Work request: For the data below, tally how many lines contain "metal" and answer only with that tally.

Supplied information START

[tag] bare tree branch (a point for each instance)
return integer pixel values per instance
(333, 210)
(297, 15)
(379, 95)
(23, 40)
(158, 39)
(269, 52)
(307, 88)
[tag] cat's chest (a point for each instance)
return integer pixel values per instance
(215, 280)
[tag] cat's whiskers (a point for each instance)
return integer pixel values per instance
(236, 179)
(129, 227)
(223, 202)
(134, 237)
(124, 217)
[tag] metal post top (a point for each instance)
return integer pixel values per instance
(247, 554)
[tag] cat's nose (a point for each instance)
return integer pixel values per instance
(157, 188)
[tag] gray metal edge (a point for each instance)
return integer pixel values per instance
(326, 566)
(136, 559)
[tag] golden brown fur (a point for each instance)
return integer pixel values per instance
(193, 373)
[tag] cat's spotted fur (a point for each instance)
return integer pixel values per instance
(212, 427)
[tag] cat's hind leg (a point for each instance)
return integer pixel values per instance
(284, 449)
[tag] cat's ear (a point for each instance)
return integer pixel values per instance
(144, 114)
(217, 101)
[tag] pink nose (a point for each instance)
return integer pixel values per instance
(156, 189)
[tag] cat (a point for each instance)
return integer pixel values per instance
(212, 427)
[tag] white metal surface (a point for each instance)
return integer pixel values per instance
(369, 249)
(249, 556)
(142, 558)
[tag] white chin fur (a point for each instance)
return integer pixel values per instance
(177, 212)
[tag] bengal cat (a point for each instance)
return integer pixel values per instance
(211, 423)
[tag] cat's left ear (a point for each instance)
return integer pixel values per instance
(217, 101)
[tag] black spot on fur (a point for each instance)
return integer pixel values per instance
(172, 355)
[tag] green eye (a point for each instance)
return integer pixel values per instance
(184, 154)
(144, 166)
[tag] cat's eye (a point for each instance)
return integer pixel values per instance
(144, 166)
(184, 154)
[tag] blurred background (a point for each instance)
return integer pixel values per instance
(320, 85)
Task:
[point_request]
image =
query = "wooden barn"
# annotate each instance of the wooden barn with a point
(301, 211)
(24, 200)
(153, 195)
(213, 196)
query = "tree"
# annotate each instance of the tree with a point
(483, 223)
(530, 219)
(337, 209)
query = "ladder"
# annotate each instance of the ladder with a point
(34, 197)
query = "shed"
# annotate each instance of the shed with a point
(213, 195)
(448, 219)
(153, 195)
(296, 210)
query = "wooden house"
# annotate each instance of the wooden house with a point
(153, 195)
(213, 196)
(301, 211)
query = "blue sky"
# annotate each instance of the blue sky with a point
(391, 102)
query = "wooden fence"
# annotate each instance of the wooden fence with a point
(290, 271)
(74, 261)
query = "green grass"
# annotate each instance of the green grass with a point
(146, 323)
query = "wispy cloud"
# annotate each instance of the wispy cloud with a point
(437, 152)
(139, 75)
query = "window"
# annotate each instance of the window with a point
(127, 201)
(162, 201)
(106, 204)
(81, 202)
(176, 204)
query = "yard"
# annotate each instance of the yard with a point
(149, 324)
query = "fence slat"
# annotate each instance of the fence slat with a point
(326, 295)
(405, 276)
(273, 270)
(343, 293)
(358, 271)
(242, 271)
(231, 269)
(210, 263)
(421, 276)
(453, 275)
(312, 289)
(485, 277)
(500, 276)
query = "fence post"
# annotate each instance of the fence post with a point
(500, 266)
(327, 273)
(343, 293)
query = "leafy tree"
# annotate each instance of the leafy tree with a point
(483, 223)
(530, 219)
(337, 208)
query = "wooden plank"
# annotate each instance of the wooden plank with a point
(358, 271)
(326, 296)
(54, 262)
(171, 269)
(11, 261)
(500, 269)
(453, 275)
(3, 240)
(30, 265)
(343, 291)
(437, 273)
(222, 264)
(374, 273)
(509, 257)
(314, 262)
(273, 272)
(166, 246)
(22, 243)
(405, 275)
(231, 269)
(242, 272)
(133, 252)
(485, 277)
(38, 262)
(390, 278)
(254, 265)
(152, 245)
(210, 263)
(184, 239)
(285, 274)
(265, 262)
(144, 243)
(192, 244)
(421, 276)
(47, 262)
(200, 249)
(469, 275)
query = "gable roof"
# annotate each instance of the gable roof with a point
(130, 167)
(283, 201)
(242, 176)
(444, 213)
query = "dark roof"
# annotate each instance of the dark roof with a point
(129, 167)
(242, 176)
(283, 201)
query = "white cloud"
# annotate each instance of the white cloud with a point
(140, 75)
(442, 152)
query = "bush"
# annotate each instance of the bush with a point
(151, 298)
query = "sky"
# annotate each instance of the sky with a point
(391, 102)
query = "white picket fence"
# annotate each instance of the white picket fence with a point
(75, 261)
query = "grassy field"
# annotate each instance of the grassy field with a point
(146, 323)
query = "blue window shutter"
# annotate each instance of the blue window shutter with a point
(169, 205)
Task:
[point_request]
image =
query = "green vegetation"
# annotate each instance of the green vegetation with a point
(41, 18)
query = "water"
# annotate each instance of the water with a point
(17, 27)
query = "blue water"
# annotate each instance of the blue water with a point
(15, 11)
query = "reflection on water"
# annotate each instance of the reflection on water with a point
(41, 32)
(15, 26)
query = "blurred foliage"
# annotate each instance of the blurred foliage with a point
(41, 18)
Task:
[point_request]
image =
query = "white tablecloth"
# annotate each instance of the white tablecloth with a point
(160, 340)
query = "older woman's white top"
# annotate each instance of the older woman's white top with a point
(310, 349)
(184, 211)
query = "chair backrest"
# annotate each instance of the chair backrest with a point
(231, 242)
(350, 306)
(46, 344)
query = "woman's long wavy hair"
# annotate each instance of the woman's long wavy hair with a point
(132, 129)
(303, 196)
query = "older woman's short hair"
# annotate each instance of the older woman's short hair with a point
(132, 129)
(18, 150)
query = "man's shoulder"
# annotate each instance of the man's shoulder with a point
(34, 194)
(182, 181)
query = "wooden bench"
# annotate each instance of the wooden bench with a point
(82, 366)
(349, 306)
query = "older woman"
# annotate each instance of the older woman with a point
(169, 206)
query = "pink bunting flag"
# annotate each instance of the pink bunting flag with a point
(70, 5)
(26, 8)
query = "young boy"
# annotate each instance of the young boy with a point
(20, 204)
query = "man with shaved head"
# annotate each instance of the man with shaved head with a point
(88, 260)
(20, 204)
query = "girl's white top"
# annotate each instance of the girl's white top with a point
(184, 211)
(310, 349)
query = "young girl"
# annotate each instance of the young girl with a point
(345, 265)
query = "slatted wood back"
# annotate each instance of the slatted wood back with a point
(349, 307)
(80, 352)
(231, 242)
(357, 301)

Supplied information END
Supplied information START

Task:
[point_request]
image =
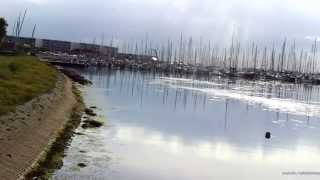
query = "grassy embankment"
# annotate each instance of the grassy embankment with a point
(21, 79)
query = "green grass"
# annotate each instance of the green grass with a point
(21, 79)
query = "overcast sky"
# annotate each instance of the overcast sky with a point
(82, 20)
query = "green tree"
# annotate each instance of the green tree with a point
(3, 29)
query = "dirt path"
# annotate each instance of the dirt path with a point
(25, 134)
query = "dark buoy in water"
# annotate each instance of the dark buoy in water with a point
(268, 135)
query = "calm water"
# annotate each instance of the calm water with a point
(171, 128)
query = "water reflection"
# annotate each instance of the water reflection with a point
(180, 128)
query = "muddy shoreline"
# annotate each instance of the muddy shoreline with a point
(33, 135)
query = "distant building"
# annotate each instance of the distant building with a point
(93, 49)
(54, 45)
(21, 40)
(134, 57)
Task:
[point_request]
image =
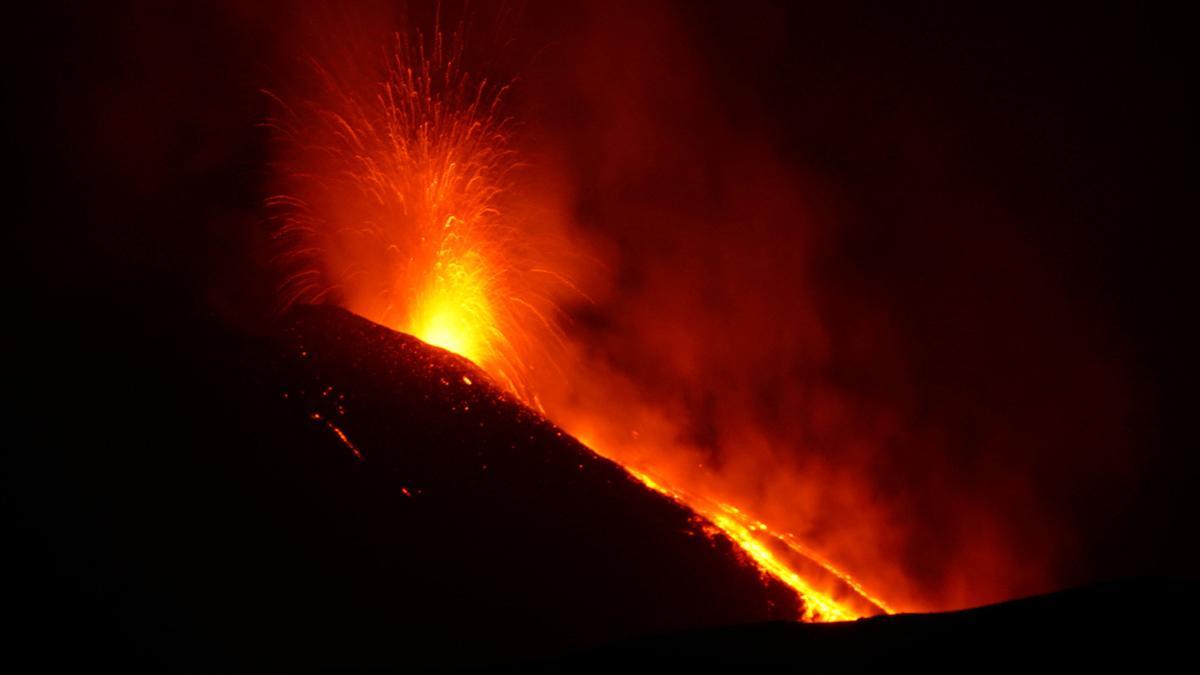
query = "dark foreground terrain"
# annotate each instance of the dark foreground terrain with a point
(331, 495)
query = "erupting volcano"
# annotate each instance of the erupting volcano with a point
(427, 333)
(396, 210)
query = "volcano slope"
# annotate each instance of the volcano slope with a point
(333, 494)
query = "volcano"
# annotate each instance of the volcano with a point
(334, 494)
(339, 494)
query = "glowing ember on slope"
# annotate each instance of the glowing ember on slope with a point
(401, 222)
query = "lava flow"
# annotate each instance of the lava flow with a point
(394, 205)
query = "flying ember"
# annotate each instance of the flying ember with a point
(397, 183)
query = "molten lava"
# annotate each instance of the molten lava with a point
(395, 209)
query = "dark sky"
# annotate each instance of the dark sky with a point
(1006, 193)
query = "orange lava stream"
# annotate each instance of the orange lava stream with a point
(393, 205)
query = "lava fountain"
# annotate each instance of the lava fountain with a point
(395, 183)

Supplied information END

Result of the exercise: 3